--- MATERIAL FOR THIS EXERCISE ---
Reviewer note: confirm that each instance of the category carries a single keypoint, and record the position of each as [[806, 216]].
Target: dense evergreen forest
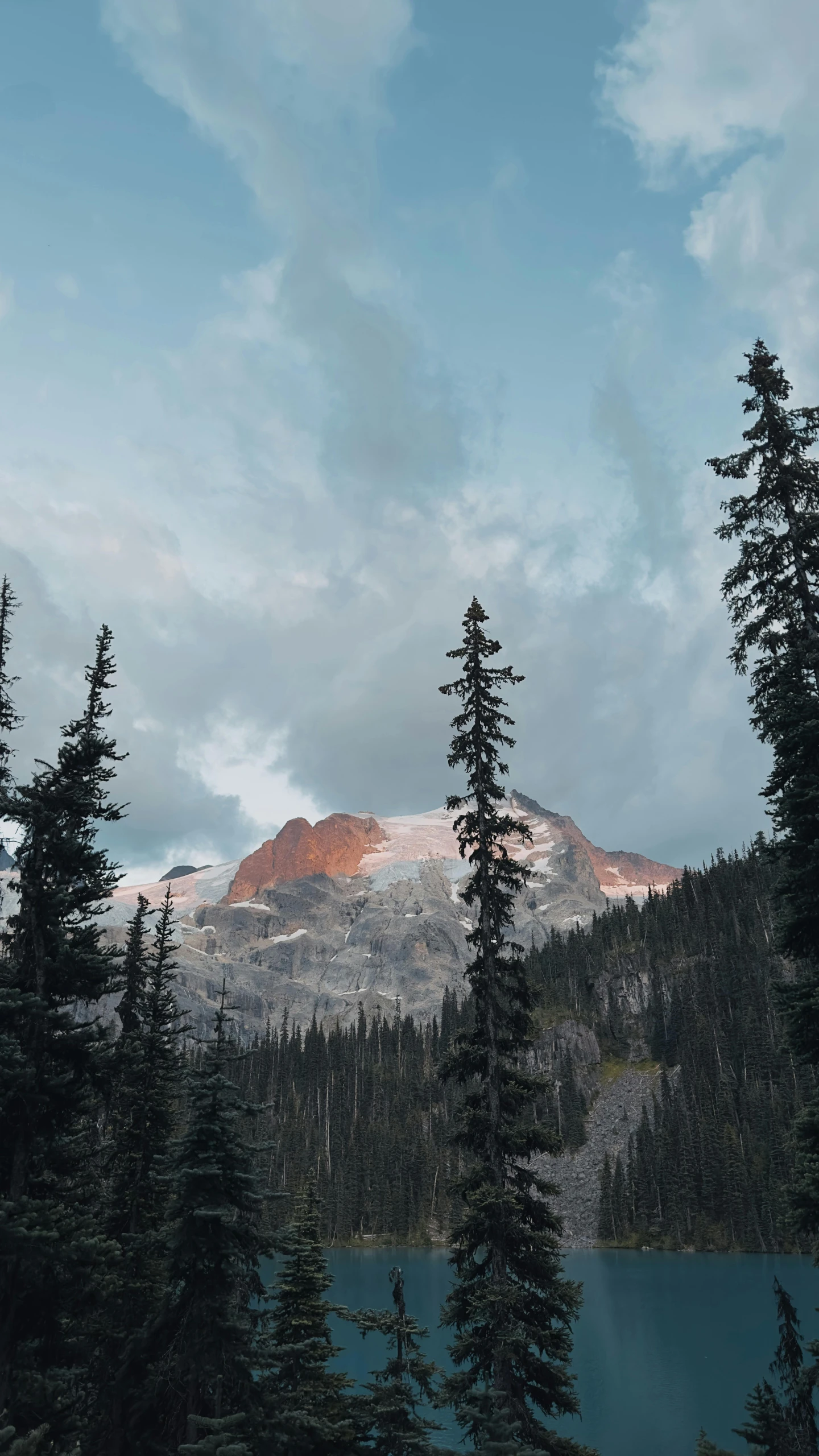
[[363, 1111], [138, 1180], [696, 971]]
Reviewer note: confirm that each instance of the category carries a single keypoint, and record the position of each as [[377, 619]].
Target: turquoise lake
[[665, 1345]]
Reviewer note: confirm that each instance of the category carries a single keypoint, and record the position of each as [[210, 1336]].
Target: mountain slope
[[363, 909]]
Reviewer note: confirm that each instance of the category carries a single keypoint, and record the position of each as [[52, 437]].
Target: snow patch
[[278, 940]]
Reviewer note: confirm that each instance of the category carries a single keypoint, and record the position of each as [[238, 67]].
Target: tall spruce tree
[[9, 718], [144, 1104], [511, 1306], [773, 596], [309, 1410], [781, 1416], [397, 1428], [201, 1349], [146, 1079], [55, 1257]]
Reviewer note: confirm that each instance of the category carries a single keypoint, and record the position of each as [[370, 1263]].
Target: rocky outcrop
[[363, 909], [618, 871], [334, 846], [615, 1114]]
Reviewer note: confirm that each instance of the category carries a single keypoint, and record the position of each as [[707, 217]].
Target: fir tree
[[511, 1306], [773, 594], [201, 1349], [308, 1407], [146, 1093], [146, 1078], [55, 1259], [133, 973], [9, 718], [781, 1417], [397, 1429]]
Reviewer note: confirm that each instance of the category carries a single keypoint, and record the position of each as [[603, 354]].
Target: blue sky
[[320, 316]]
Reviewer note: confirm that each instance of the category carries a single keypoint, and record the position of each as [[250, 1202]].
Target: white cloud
[[238, 759], [68, 286], [737, 84]]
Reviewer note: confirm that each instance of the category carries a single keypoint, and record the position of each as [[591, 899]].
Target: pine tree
[[773, 594], [146, 1079], [511, 1306], [144, 1101], [55, 1259], [201, 1349], [781, 1417], [133, 973], [9, 718], [407, 1378], [308, 1408]]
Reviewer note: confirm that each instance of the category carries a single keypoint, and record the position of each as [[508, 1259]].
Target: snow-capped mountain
[[363, 909]]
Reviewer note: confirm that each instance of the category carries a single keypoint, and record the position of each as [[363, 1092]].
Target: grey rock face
[[325, 945], [615, 1114]]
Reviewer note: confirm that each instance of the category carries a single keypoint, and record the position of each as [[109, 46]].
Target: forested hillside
[[362, 1110], [690, 979], [687, 982]]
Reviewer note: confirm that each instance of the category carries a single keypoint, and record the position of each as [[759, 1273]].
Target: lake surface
[[665, 1345]]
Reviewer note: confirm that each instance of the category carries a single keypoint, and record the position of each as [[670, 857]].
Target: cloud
[[6, 296], [68, 286], [735, 85], [283, 519]]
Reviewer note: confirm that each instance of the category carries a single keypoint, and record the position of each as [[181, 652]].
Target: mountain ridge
[[366, 911]]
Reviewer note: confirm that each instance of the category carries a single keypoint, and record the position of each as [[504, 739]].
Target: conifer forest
[[148, 1174]]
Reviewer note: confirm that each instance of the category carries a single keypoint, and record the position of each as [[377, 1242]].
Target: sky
[[320, 318]]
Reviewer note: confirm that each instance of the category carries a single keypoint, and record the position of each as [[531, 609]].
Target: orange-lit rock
[[334, 846]]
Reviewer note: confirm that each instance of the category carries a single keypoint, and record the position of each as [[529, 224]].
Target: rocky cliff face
[[334, 846], [356, 909]]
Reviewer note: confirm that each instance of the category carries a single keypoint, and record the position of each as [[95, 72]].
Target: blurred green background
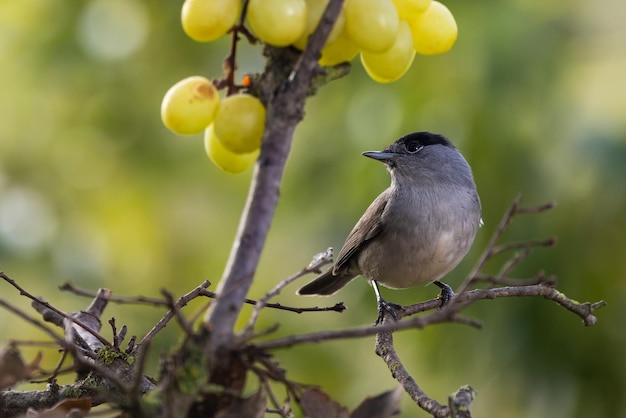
[[94, 190]]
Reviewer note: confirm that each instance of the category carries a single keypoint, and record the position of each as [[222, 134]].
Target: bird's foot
[[446, 293], [387, 307]]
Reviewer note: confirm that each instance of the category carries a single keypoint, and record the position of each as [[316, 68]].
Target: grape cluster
[[386, 33]]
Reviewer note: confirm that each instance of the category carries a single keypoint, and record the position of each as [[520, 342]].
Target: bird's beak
[[379, 155]]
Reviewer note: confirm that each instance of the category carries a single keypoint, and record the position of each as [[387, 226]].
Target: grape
[[277, 22], [208, 20], [409, 9], [240, 122], [342, 50], [394, 62], [190, 105], [228, 161], [434, 31], [315, 10], [371, 24]]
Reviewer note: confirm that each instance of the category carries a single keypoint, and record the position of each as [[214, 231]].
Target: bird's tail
[[326, 284]]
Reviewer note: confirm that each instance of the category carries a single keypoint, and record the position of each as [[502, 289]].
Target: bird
[[417, 230]]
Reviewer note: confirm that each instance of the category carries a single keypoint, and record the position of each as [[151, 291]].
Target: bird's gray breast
[[425, 234]]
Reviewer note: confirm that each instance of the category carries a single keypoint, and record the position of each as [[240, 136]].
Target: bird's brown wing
[[366, 228]]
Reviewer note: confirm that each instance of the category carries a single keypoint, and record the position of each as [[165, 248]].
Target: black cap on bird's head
[[409, 144]]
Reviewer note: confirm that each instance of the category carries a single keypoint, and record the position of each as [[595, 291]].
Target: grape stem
[[283, 88], [230, 64]]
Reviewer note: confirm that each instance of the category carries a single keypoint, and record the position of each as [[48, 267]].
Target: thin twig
[[70, 287], [182, 301], [318, 261], [386, 350], [583, 310], [23, 292]]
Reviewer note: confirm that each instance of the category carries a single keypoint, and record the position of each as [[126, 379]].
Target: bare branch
[[583, 310]]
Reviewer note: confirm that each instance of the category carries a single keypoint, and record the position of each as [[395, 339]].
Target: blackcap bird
[[415, 231]]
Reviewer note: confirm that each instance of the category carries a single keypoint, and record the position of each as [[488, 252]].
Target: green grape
[[315, 10], [390, 65], [409, 9], [434, 31], [225, 159], [190, 105], [371, 24], [240, 122], [342, 50], [277, 22], [208, 20]]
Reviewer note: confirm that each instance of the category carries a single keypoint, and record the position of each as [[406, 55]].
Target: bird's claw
[[387, 307], [446, 293]]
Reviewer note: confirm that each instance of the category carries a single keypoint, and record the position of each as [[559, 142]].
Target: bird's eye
[[413, 147]]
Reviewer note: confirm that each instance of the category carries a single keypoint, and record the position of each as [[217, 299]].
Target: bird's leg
[[446, 293], [384, 306]]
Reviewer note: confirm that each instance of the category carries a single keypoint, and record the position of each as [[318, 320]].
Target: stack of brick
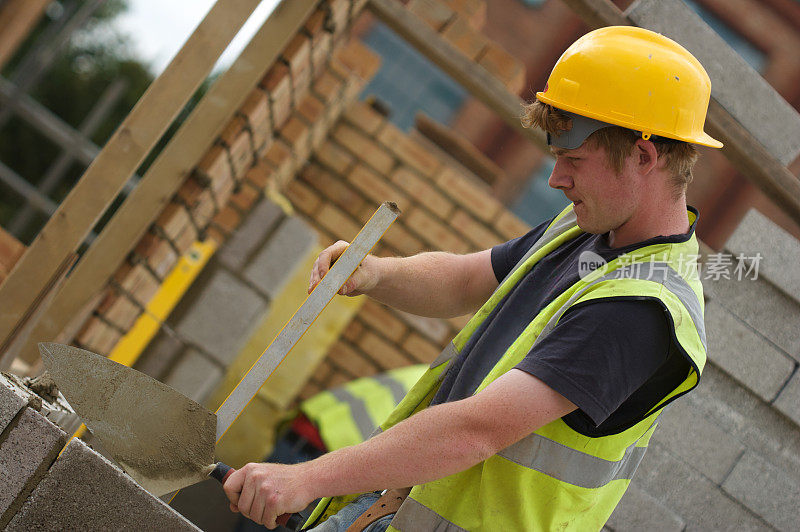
[[459, 23], [366, 160], [280, 121], [44, 486]]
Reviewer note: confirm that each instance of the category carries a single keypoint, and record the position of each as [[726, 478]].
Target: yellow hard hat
[[634, 78]]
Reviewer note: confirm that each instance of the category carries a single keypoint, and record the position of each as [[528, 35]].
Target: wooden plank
[[123, 153], [17, 19], [462, 69], [170, 169], [741, 148]]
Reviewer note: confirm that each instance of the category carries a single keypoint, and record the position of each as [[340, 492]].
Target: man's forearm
[[429, 445], [434, 284]]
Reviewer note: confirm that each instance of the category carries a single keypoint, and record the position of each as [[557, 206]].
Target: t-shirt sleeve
[[601, 353], [506, 255]]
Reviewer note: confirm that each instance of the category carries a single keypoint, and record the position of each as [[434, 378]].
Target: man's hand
[[263, 492], [363, 279]]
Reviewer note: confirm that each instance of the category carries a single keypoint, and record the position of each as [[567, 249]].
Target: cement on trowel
[[162, 439]]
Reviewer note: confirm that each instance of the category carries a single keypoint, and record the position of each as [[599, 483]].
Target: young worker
[[537, 415]]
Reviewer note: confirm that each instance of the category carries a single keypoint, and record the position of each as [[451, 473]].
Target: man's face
[[604, 199]]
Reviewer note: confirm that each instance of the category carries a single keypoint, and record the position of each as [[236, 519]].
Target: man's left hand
[[263, 492]]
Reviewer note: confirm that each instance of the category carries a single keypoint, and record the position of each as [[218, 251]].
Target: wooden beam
[[743, 151], [17, 19], [170, 169], [473, 77], [123, 153]]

--- TASK DETAILS ---
Please copy the rows from the line with "as [[238, 67]]." up to and including the line with "Target: tall spruce tree", character for character, and nothing else.

--- EXERCISE RESPONSE ---
Reviewer note: confirm that each instance of the category carries a single keypoint, and record the position of each as [[238, 67]].
Target: tall spruce tree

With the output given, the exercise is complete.